* TASK OBJECTIVE
Copy out, word for word, everything from the line containing "the blue patterned" down to the last line of the items below.

* DATA ENTRIES

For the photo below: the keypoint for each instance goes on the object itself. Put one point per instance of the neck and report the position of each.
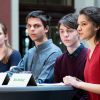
(73, 47)
(39, 42)
(91, 42)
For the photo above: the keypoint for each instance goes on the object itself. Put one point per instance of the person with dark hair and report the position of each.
(40, 59)
(89, 30)
(71, 62)
(8, 56)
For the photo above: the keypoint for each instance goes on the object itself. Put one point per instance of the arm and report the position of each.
(14, 58)
(20, 67)
(57, 70)
(47, 74)
(95, 88)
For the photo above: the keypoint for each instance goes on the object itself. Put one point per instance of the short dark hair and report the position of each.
(93, 14)
(69, 20)
(45, 18)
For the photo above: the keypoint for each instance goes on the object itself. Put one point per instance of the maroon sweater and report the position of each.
(71, 64)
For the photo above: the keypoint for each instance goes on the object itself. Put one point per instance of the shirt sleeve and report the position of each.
(47, 74)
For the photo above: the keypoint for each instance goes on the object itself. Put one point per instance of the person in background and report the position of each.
(71, 62)
(89, 30)
(8, 56)
(40, 59)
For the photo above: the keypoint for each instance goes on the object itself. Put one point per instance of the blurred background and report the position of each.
(13, 14)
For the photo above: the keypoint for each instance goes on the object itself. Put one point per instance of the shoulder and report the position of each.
(54, 47)
(60, 57)
(15, 53)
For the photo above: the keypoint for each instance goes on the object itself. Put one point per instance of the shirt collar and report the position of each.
(76, 52)
(43, 45)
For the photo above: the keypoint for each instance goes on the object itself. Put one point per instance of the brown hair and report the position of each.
(93, 14)
(8, 47)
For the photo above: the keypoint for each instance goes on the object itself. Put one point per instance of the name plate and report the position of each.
(21, 79)
(3, 78)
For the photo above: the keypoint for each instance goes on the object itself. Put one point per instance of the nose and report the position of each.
(32, 28)
(66, 34)
(78, 28)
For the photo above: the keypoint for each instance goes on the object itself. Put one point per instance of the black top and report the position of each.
(13, 61)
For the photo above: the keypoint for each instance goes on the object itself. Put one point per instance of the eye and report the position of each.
(61, 31)
(37, 26)
(28, 26)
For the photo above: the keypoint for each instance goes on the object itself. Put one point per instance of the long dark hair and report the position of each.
(7, 54)
(93, 14)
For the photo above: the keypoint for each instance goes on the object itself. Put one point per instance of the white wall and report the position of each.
(15, 24)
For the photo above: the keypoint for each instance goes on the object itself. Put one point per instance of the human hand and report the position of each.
(71, 81)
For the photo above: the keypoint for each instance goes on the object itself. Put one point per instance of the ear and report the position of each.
(6, 36)
(26, 31)
(46, 29)
(97, 28)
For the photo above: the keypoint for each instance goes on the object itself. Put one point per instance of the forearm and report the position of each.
(95, 88)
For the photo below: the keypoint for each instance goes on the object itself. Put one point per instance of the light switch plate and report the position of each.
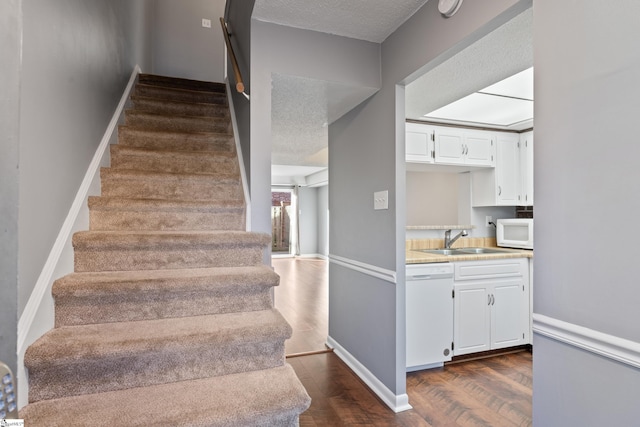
(381, 200)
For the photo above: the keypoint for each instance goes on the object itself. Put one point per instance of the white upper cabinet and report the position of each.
(526, 168)
(456, 146)
(449, 146)
(511, 182)
(419, 143)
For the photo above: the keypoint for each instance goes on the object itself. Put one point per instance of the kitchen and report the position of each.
(469, 237)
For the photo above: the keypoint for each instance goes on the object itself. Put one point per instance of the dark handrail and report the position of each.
(234, 61)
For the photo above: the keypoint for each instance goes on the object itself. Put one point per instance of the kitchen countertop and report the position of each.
(417, 257)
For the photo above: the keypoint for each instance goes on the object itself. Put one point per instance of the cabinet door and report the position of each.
(479, 149)
(449, 147)
(507, 171)
(526, 169)
(509, 313)
(418, 143)
(472, 316)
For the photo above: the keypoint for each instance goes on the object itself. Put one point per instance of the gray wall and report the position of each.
(366, 154)
(238, 17)
(76, 59)
(10, 43)
(587, 184)
(182, 47)
(290, 51)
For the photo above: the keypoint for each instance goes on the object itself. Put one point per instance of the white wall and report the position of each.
(182, 47)
(587, 181)
(432, 198)
(323, 220)
(308, 220)
(10, 46)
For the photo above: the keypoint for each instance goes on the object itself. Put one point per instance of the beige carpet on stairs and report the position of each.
(168, 317)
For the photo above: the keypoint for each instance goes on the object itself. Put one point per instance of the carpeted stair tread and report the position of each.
(160, 250)
(85, 359)
(182, 141)
(102, 297)
(172, 161)
(179, 94)
(78, 344)
(160, 185)
(220, 176)
(181, 239)
(272, 397)
(180, 108)
(118, 203)
(178, 82)
(173, 123)
(118, 213)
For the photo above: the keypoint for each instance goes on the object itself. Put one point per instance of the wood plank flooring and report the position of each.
(302, 298)
(493, 392)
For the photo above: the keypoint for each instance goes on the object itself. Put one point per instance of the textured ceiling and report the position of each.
(500, 54)
(371, 20)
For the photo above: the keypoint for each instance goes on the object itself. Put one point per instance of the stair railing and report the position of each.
(234, 61)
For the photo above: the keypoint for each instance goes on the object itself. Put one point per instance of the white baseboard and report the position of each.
(37, 316)
(609, 346)
(371, 270)
(397, 402)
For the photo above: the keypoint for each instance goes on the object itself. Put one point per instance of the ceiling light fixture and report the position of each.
(448, 8)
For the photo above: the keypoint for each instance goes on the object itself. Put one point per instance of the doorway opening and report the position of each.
(282, 222)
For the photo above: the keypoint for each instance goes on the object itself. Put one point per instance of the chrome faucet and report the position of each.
(448, 240)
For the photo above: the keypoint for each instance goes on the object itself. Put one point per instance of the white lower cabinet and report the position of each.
(491, 305)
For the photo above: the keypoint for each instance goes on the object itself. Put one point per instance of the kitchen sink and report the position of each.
(481, 250)
(441, 251)
(463, 251)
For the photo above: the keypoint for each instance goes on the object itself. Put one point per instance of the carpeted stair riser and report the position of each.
(105, 297)
(178, 141)
(185, 162)
(163, 106)
(160, 122)
(183, 95)
(150, 185)
(86, 359)
(272, 397)
(119, 251)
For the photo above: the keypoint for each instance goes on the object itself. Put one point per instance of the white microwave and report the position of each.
(515, 233)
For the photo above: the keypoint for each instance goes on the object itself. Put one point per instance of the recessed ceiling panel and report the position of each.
(517, 86)
(481, 108)
(371, 20)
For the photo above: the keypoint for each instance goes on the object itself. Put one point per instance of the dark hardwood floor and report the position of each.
(492, 392)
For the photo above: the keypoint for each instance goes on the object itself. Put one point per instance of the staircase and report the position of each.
(168, 318)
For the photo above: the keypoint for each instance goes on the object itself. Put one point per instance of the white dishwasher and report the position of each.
(429, 311)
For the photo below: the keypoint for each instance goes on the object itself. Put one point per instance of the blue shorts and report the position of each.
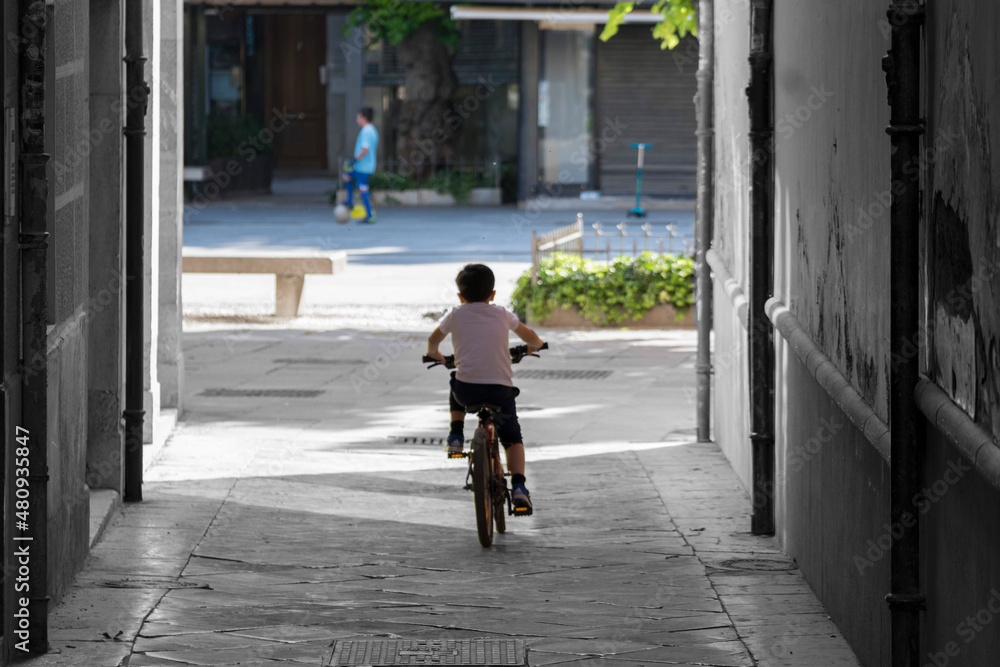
(361, 179)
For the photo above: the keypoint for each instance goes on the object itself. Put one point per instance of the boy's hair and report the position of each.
(475, 282)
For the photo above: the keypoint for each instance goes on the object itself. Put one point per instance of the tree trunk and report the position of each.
(426, 124)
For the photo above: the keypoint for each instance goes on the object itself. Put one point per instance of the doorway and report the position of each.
(295, 87)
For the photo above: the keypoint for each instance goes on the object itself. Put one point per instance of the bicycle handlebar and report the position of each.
(517, 353)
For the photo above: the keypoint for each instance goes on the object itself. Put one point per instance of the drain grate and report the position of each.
(758, 564)
(319, 361)
(468, 652)
(153, 582)
(262, 393)
(561, 375)
(419, 440)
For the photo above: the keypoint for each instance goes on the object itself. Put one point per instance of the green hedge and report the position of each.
(604, 293)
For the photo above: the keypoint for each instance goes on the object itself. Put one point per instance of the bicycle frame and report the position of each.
(499, 473)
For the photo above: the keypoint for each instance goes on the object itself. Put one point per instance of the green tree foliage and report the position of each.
(392, 21)
(628, 287)
(679, 20)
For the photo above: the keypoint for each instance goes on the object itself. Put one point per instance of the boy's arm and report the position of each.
(433, 342)
(528, 336)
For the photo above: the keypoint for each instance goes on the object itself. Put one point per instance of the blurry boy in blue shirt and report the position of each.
(362, 165)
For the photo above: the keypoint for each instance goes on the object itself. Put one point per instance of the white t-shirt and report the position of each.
(479, 332)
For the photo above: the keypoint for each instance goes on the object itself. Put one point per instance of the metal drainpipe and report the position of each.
(33, 243)
(706, 192)
(902, 68)
(135, 133)
(759, 331)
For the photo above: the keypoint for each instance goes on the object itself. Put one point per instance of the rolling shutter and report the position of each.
(646, 94)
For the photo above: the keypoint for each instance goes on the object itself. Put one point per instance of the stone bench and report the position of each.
(289, 272)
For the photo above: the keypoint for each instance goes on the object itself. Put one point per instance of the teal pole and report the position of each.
(637, 212)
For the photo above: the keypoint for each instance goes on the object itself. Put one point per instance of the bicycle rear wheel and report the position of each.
(482, 470)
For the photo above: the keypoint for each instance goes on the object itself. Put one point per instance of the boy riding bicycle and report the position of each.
(479, 332)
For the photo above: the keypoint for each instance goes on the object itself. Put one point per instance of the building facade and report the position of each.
(542, 105)
(64, 280)
(835, 182)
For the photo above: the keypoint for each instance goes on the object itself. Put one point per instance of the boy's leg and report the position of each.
(365, 196)
(349, 184)
(456, 436)
(515, 459)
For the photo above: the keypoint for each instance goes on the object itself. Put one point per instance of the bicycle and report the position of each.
(489, 480)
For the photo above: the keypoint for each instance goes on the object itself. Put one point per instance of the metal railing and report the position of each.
(572, 239)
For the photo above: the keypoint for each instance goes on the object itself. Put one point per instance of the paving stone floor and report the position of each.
(272, 527)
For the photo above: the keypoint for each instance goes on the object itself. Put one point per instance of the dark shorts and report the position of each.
(465, 393)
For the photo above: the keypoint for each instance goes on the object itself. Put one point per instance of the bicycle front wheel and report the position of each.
(482, 470)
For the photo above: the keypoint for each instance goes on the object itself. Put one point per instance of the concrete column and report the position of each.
(528, 149)
(354, 76)
(151, 277)
(338, 49)
(170, 360)
(105, 310)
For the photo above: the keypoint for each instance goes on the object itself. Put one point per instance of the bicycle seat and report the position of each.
(473, 408)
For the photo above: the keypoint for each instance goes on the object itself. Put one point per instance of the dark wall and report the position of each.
(835, 523)
(832, 195)
(962, 249)
(962, 157)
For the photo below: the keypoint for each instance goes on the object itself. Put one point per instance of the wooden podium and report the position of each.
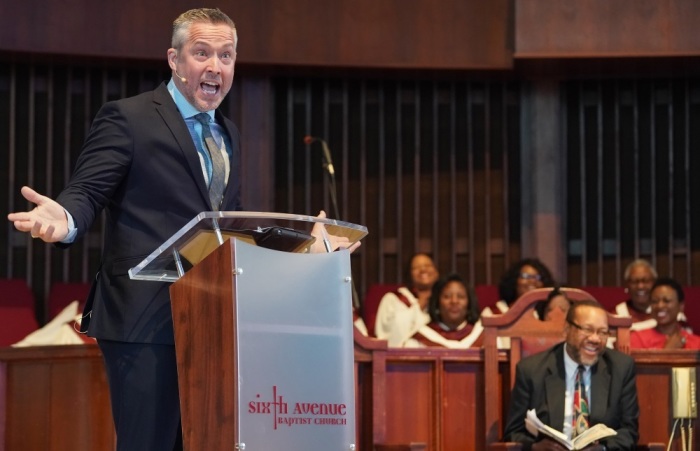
(263, 337)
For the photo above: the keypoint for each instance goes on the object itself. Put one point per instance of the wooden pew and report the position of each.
(54, 398)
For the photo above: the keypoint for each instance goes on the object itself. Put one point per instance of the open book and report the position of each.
(535, 426)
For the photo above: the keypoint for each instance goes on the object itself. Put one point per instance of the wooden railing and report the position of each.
(56, 398)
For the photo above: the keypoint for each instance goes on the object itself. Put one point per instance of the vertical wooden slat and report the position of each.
(12, 165)
(31, 162)
(48, 176)
(454, 188)
(583, 185)
(382, 188)
(652, 178)
(487, 178)
(618, 184)
(636, 199)
(66, 163)
(505, 161)
(435, 173)
(398, 210)
(417, 168)
(289, 185)
(471, 148)
(671, 190)
(600, 235)
(687, 176)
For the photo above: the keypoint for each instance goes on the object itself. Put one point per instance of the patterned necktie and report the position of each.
(580, 404)
(218, 173)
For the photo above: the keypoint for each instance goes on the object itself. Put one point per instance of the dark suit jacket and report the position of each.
(540, 384)
(140, 165)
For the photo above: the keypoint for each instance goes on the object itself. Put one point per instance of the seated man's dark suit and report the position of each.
(540, 384)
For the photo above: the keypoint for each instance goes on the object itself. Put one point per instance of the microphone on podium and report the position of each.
(326, 152)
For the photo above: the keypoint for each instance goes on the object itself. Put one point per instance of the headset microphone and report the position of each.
(182, 79)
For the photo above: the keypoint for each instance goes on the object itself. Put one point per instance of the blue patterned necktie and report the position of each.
(580, 404)
(218, 173)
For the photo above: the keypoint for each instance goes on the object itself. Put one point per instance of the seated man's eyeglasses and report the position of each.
(588, 331)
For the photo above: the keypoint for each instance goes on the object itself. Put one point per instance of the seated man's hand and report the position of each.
(547, 444)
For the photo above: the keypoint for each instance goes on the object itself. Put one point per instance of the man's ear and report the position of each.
(172, 59)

* RESULT OF THIS EXERCISE
For the photo above: the keypoint for each instance goes on the object itself. Put one point per instance of the blue patterned necktie and report the position of each.
(580, 404)
(218, 173)
For the photo above: the keypoint for each instance goes on the object itself. Put one point per instance of the seated man's eyeglasses and report the position of each.
(588, 331)
For the photo above: the keypoint for each instance goes on the object itself. Put one point per instance of the seated man's hand and report the position of each.
(547, 444)
For the photo above: the keypoint for each instance goes on the object itself. Put one point per instance of the man's ear and report the position of each.
(172, 59)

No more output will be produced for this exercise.